┏━━

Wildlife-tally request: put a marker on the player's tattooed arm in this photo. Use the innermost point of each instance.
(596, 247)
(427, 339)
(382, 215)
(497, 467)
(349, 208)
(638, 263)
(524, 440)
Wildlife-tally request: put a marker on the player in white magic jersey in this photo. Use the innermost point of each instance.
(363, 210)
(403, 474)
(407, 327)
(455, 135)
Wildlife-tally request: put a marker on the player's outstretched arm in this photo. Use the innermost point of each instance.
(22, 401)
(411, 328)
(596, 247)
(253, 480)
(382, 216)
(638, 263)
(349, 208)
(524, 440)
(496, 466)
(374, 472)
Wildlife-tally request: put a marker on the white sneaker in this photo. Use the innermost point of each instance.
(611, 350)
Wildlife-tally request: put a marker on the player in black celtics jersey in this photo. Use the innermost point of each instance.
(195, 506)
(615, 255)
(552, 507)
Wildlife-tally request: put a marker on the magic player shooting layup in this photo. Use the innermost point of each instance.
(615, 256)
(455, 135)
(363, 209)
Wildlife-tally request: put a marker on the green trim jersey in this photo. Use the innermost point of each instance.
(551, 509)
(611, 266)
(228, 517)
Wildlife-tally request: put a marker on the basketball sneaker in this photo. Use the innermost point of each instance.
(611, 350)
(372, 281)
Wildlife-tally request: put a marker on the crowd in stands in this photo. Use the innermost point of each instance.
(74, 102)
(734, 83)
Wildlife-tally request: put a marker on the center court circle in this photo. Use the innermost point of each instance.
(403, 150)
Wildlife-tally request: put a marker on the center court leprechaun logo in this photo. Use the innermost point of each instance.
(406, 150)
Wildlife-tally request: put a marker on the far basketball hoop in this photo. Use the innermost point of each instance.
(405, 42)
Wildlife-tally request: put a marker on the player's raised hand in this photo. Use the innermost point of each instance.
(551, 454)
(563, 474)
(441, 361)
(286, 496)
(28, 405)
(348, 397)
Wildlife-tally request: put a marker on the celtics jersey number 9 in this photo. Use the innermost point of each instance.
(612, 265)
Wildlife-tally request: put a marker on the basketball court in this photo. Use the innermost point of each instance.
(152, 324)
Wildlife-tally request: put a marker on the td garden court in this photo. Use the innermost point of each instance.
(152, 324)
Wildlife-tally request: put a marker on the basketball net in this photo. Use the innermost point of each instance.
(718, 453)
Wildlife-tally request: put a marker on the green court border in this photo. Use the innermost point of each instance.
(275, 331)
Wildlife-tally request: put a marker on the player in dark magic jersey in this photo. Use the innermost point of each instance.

┗━━

» Work to complete
Take the line that contains "Wildlife-tally request: put a marker on the td" and every line after it through the end of the listing above, and repeat them exactly.

» Reply to the exercise
Wildlife-tally request: put a marker on the td garden court in this photo. Use the innermost point of each instance.
(152, 324)
Wildlife-tally request: put a marker on the basketball net in this photo. Use the innermost point of each instance.
(718, 453)
Wildlife-tally request: put a marker on the green court border in this photo. Use the innermost point of each instance.
(275, 331)
Wildlife-tally request: put a marker on the player in dark magic jersey in this photo. Use the innermost point of each instance.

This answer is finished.